#### [Supplied material]
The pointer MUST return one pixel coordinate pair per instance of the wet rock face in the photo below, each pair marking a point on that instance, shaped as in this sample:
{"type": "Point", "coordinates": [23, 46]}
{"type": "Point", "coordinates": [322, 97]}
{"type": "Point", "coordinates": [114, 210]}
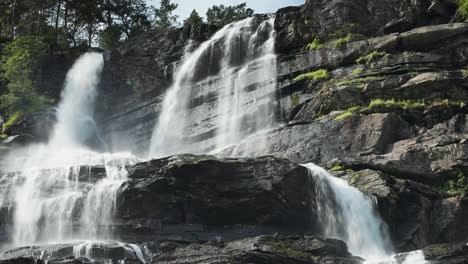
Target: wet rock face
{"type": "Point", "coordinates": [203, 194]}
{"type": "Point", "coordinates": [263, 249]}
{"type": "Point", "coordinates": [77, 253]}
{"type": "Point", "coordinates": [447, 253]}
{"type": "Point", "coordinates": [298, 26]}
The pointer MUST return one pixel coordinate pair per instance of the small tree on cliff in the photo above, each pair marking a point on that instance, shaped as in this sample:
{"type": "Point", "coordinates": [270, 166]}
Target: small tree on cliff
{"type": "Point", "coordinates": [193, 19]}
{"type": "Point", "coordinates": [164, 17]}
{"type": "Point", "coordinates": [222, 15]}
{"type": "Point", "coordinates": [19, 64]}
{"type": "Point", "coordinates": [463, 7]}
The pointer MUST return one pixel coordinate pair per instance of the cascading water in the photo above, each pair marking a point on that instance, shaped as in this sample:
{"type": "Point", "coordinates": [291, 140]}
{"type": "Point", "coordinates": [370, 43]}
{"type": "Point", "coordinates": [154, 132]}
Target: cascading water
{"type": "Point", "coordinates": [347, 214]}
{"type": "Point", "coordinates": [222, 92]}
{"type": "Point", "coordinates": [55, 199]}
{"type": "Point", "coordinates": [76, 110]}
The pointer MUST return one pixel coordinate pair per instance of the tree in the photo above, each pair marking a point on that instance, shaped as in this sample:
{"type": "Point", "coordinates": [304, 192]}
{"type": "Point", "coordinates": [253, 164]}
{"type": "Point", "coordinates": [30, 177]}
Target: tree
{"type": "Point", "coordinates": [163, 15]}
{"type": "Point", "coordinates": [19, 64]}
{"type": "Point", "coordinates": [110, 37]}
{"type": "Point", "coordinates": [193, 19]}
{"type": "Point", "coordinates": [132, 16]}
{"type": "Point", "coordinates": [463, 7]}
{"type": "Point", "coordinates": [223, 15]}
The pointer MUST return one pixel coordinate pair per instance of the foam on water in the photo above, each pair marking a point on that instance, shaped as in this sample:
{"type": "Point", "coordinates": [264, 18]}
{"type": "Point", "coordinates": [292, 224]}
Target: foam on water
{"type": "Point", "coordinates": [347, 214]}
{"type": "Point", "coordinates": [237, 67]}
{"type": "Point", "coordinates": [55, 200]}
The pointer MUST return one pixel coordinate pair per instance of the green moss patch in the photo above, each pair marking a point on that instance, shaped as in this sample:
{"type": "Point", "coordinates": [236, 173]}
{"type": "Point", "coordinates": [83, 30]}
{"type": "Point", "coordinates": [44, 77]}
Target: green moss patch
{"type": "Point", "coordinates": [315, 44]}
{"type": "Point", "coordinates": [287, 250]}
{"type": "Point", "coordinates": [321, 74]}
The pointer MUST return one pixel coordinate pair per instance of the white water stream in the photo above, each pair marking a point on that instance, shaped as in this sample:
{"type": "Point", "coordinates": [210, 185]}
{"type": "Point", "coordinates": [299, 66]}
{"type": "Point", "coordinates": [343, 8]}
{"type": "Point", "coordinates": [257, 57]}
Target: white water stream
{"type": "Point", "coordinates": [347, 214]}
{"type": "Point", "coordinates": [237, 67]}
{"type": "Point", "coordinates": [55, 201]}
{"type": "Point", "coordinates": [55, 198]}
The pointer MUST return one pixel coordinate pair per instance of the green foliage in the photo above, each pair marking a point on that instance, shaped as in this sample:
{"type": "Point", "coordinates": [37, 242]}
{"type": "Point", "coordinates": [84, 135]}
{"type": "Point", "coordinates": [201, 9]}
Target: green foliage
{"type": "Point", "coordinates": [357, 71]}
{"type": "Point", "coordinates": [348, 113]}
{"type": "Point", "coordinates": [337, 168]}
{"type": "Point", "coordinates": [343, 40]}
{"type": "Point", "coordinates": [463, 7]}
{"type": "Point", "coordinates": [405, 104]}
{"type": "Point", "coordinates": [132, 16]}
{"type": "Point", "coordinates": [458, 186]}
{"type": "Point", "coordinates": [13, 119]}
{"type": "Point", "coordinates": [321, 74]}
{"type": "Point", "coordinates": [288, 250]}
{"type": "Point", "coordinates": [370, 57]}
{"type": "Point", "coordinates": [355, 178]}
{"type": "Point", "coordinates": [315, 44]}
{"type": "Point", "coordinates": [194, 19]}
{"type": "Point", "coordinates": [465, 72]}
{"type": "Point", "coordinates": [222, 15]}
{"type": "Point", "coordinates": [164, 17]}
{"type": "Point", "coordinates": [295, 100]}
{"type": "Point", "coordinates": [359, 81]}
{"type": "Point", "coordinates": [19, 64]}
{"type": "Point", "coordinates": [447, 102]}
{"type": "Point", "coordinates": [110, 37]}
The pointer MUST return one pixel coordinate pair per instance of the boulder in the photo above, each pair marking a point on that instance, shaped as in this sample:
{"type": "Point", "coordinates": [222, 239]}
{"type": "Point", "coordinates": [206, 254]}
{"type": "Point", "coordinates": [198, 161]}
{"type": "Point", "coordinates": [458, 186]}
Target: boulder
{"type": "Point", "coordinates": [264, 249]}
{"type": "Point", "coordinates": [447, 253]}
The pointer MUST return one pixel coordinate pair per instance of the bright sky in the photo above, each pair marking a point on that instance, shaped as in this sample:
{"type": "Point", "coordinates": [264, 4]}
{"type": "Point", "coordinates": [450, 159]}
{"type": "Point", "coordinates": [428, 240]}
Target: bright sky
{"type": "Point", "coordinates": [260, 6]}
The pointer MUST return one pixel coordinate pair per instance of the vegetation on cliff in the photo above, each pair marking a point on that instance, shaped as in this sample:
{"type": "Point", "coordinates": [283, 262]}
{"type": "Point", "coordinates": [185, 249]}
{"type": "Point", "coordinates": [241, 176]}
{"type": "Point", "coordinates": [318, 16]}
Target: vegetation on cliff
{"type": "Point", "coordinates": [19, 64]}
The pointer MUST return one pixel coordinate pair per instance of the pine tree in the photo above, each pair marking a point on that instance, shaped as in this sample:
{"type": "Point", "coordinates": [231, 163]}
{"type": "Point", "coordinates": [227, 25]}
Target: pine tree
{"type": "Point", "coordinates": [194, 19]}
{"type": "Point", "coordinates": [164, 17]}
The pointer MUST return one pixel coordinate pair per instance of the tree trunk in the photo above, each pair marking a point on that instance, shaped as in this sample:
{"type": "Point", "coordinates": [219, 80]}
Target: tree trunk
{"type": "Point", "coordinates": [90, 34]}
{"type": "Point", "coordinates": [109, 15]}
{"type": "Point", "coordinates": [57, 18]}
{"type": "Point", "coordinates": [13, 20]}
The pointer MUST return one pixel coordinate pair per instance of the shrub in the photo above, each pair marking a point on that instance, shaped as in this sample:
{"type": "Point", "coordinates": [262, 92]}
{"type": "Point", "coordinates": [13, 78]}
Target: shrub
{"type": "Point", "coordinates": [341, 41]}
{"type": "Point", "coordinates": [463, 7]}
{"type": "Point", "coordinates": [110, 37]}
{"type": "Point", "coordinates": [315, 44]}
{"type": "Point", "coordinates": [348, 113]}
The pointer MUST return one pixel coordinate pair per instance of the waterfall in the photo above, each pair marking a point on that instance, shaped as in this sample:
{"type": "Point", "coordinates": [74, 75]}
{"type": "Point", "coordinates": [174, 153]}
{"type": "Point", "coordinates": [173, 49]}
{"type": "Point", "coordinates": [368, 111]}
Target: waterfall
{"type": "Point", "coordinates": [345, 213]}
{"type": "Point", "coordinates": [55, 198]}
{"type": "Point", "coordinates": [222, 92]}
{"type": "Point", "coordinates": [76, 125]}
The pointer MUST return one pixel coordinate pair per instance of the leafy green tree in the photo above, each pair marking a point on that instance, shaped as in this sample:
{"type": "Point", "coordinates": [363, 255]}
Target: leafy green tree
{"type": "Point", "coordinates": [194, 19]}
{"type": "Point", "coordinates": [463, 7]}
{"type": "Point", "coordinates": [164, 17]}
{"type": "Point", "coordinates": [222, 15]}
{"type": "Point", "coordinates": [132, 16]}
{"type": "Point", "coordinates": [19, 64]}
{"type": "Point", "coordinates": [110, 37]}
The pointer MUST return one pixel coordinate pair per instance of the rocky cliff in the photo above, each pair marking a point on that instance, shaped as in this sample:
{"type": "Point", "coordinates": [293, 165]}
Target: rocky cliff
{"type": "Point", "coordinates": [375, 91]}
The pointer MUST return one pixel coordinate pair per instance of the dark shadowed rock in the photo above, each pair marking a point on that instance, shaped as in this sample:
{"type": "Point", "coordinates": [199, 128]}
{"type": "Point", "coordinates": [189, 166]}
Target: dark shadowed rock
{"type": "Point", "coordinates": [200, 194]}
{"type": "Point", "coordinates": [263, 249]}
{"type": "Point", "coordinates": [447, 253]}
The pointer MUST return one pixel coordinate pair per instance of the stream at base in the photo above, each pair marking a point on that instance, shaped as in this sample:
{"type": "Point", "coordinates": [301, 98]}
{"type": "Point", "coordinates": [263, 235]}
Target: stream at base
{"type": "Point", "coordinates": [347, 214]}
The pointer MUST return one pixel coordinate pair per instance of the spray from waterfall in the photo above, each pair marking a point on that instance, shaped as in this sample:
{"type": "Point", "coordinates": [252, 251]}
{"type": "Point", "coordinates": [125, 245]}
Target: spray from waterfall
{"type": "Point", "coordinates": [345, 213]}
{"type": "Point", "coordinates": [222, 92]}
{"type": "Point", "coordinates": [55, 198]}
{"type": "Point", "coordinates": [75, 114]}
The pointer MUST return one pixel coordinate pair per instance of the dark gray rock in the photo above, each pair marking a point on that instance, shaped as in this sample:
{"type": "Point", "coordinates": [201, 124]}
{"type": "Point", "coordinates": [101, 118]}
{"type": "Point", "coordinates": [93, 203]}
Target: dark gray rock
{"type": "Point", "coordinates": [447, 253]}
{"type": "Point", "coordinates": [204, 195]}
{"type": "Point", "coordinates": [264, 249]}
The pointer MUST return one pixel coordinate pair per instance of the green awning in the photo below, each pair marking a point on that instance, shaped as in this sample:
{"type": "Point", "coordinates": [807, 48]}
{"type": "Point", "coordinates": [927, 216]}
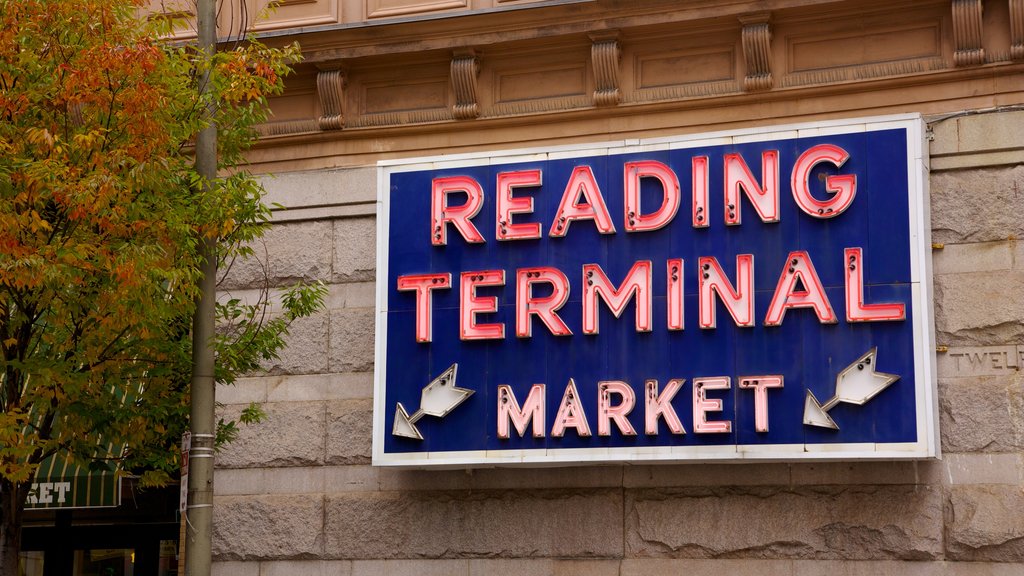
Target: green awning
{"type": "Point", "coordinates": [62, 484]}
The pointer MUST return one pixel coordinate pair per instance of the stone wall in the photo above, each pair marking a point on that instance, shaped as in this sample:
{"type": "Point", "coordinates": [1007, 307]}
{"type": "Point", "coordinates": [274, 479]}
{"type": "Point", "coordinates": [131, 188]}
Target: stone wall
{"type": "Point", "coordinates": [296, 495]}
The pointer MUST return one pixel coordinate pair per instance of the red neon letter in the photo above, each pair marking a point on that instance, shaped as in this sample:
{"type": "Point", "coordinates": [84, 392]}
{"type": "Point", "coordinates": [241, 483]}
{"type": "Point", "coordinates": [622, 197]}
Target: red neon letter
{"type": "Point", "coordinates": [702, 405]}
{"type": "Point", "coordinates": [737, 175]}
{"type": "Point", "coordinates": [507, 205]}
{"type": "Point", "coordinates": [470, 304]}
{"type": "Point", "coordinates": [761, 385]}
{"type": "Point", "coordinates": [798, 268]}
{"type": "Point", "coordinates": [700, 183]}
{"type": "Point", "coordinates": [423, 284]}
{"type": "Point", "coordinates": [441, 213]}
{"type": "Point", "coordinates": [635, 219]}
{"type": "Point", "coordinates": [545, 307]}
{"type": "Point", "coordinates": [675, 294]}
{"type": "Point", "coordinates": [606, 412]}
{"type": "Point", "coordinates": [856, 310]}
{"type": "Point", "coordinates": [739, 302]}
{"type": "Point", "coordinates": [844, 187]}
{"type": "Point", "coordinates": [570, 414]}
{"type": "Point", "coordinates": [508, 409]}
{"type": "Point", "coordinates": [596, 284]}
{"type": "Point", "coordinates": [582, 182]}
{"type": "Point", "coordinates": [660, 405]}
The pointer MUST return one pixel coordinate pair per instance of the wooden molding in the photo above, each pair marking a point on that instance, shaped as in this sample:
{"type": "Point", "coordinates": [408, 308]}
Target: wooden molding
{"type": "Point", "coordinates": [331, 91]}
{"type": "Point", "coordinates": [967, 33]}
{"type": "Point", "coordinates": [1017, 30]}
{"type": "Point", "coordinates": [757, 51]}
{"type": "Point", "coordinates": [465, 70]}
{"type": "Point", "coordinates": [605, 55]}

#### [Challenge]
Write the lines out exactly, from the one with "of the wooden" down to the last line of the listing, and leave out all others.

#### [Completed task]
The pointer MUST return one pixel coordinate pair per instance of the wooden molding in the photo above, each pair marking a point on that instance, shaped as in this sample:
{"type": "Point", "coordinates": [408, 308]}
Target: wooden molding
{"type": "Point", "coordinates": [331, 91]}
{"type": "Point", "coordinates": [967, 33]}
{"type": "Point", "coordinates": [1017, 30]}
{"type": "Point", "coordinates": [757, 51]}
{"type": "Point", "coordinates": [465, 70]}
{"type": "Point", "coordinates": [605, 55]}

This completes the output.